• Written request: Reproduce the entries below in full, word for word.

• Data for processing:
· · · · ·

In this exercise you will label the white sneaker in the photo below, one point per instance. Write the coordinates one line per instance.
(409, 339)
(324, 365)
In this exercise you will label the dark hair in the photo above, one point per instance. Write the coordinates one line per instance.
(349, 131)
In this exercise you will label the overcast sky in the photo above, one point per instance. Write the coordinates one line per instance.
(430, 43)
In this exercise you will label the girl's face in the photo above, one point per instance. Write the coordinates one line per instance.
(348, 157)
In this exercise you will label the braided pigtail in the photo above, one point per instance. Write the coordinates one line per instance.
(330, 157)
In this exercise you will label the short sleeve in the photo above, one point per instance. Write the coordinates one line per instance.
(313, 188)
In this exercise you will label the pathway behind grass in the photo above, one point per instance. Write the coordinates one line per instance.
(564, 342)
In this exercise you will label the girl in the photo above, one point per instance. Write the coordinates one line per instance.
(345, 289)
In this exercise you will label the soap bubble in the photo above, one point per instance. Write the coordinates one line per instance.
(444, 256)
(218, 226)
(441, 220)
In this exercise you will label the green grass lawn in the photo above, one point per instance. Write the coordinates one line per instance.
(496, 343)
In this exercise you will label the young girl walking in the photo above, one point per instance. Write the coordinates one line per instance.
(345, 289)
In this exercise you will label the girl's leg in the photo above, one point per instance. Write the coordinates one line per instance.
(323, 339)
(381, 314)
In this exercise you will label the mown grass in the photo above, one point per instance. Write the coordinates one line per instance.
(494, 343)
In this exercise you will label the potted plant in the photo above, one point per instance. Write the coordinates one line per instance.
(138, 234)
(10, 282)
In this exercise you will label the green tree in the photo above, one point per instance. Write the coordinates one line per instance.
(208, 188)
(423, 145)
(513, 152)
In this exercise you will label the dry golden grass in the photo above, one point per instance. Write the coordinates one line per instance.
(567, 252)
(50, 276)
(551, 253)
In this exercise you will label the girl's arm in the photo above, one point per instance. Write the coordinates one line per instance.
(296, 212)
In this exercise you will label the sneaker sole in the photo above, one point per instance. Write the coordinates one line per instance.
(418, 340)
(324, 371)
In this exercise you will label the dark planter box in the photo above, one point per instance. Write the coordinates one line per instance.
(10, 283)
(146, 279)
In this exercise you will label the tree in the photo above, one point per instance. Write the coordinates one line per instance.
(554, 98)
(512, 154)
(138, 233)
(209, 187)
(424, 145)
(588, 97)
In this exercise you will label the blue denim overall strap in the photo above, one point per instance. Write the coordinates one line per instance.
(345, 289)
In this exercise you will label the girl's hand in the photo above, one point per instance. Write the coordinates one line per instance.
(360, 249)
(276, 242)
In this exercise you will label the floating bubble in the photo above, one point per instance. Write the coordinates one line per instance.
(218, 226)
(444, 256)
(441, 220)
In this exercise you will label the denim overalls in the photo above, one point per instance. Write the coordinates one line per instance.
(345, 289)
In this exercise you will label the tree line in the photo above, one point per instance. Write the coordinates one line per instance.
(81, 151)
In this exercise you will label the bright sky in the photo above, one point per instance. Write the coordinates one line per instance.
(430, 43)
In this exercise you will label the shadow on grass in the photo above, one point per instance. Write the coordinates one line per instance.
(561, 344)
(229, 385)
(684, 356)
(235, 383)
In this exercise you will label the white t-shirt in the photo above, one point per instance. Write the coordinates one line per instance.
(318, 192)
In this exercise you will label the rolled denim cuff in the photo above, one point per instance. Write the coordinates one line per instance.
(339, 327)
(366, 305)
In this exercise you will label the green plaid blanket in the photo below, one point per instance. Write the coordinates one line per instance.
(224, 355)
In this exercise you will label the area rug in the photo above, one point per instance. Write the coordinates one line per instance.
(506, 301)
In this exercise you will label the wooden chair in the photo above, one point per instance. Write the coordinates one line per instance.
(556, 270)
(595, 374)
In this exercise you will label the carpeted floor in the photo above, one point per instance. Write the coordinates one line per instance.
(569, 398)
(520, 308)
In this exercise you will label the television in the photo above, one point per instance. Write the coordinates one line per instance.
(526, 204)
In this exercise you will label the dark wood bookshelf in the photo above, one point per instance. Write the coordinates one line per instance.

· · · · ·

• Solution for this problem:
In this exercise you will label the white sneaker in the photo below, one point per instance. Write the coordinates one line per instance.
(409, 339)
(324, 365)
In this exercise you will label the dark hair in the photo above, one point per instance. Write the coordinates one line per instance.
(349, 131)
In this exercise you will label the overcast sky in the photo above, one point per instance. Write the coordinates one line per instance.
(430, 43)
In this exercise you will label the girl's face in the photo above, one point per instance. Write the coordinates one line per instance.
(348, 157)
In this exercise you will label the braided pigtail in the photo above, one point per instance. Write the coordinates one line per instance.
(330, 157)
In this exercise you will label the short sleeve in the photo above, one point per instance. Write the coordinates one line per instance.
(313, 188)
In this exercise you will label the pathway behind grass in the photo above, one point per instance. Write the coordinates one line per instance.
(564, 342)
In this exercise you will label the girl in the photo above, one point per instance. Write the coordinates one line per instance.
(345, 289)
In this exercise you will label the soap bubble in the photo above, one point per instance. Write the coordinates one line per instance.
(444, 256)
(218, 226)
(441, 220)
In this exercise you will label the green grass lawn in the photo above, one point per instance. Write the coordinates one line per instance.
(496, 343)
In this exercise you will label the young girl walking in the photo above, one point per instance. Write the coordinates one line per instance.
(345, 289)
In this exercise you will label the girl's leg in the photo above, one point per instance. Write the coordinates one line per instance.
(323, 339)
(381, 314)
In this exercise you will label the mown grass in the photo above, one point per instance. Write the coordinates one line per instance.
(494, 343)
In this exercise you will label the potted plant in the photo above, one point per instance. Write the coordinates one line per instance.
(138, 234)
(10, 282)
In this exercise you will label the green tree in the photo above, one point per instance. Write the coordinates one line per instance.
(208, 188)
(423, 145)
(513, 152)
In this exercise you will label the dry golden grass in the photo above, one point per instance. Write the coordinates one line per instance.
(567, 252)
(50, 276)
(551, 253)
In this exercise you will label the girl's arm in the photo above, one point per instance. Write the coordinates one line per instance.
(296, 212)
In this exercise you will label the sneaker sole in the photo above, one point per instance. Write the coordinates one line per instance.
(418, 340)
(324, 371)
In this exercise you will label the dark planter box in the photo above, one point per instance. Write the coordinates one line per instance.
(10, 283)
(146, 279)
In this exercise you will label the tree in the photo above, one point per instance. Write the coordinates one line per instance.
(554, 98)
(512, 154)
(138, 233)
(209, 187)
(424, 145)
(588, 97)
In this exercise you will label the blue denim overall strap in the photo above, one point per instance. Write the coordinates one line per instance.
(345, 289)
In this exercise you will label the girl's hand in the photo above, one point per instance. Write the coordinates one line per instance.
(360, 249)
(276, 242)
In this exercise you will label the floating bubble in the photo above, one point per instance. Write the coordinates one line per instance.
(218, 226)
(444, 256)
(441, 220)
In this exercise you will label the denim overalls in the photo above, one point per instance. Write the coordinates one line per instance.
(345, 289)
In this exercise you will label the tree line in the photo above, one point per instance. Write the coordinates one line per instance.
(81, 151)
In this exercise you will label the bright sky in the photo above, one point per instance. Write the coordinates one line per instance.
(430, 43)
In this exercise you will label the shadow on grass in the photo above, one point per instance. Write the coordinates one line per instance.
(561, 344)
(229, 385)
(684, 356)
(235, 383)
In this exercise you will label the white t-shirt in the photo above, one point per instance. Write the coordinates one line per instance.
(318, 192)
In this exercise you will label the rolled denim cuff in the photo above, one point per instance. Write the coordinates one line per instance.
(339, 327)
(366, 305)
In this exercise you will label the green plaid blanket in the photo below, one point per instance. Write the coordinates one line per instance.
(224, 355)
In this exercise you will label the area rug in the photo above, one point per instance. Write the coordinates one line per instance.
(506, 301)
In this exercise you will label the wooden chair in the photo above, one point per instance. Write the coordinates one line per instance.
(556, 270)
(595, 374)
In this exercise you will label the carpeted floor in the photo above, one point per instance. Write the coordinates one line per instance.
(569, 398)
(520, 308)
In this exercise you will label the television in the photo above, one point per instance. Write the coordinates one line per instance.
(526, 204)
In this exercise you will label the dark wood bookshelf in the photo above, one point per instance. Write the coordinates one line per instance.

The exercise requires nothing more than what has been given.